■ Input rows
---------------

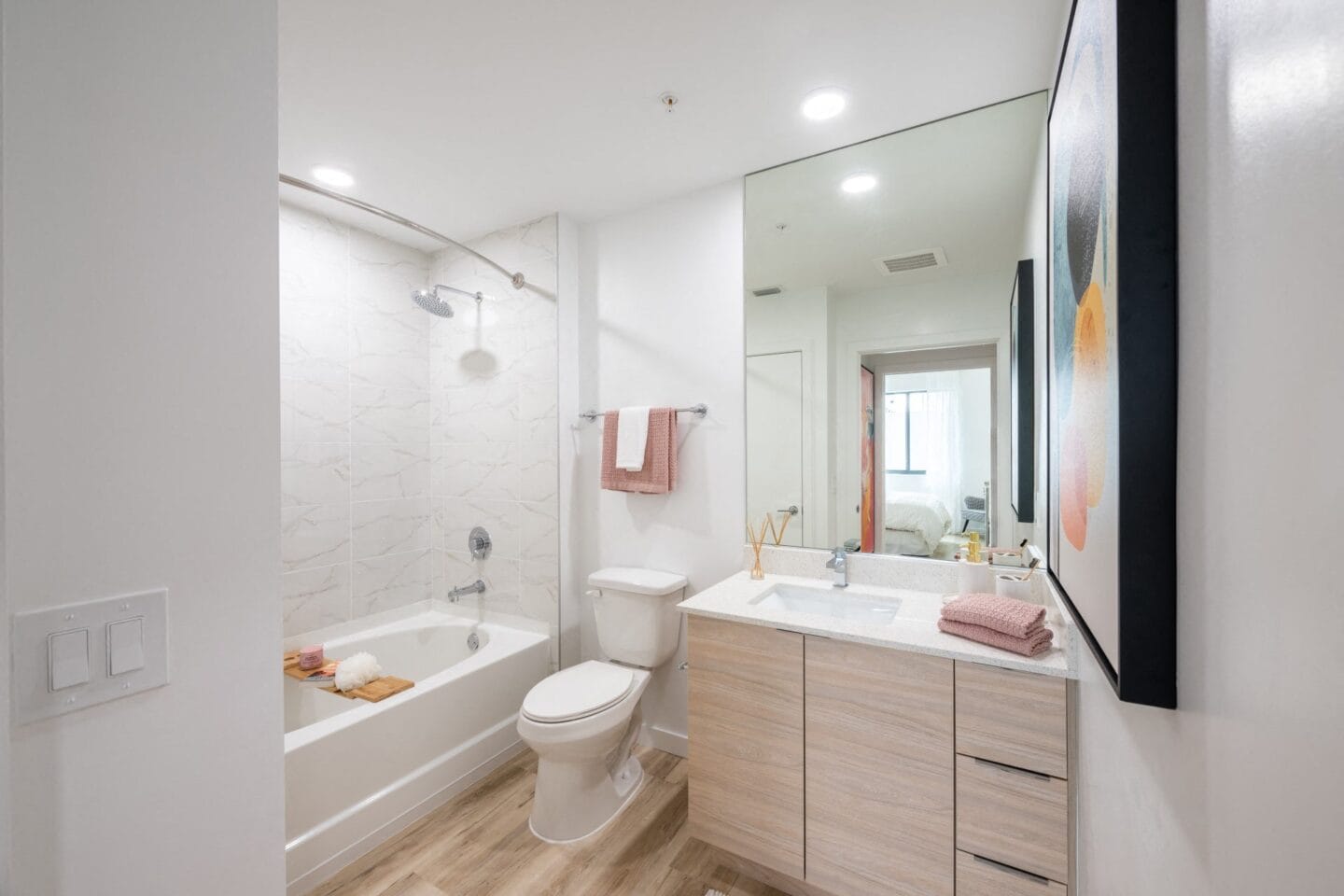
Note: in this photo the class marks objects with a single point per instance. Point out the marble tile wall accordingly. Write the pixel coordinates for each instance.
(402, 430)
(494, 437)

---------------

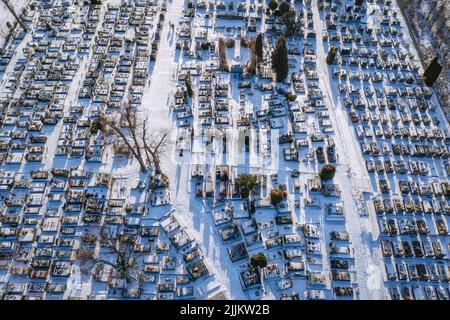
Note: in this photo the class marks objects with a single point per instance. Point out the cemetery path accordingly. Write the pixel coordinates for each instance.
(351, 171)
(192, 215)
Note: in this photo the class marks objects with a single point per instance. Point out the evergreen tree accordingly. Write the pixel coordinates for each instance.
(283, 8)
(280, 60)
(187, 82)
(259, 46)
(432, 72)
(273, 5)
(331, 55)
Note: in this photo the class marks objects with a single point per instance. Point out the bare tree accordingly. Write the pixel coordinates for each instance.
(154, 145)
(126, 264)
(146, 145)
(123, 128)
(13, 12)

---------------

■ Task to complete
Return every line in the entries above that contains the string "tree", matching case exactly.

■ Final answer
Note: in this photo the class marks objects with a single point per instance. Point out the evergreen tree accordingly. Write the pixel coordinates for each instance.
Note: in this photo the class marks objects with a single point per instance. Point out the bare tree accordingly. Write the pixel coordinates for each instance.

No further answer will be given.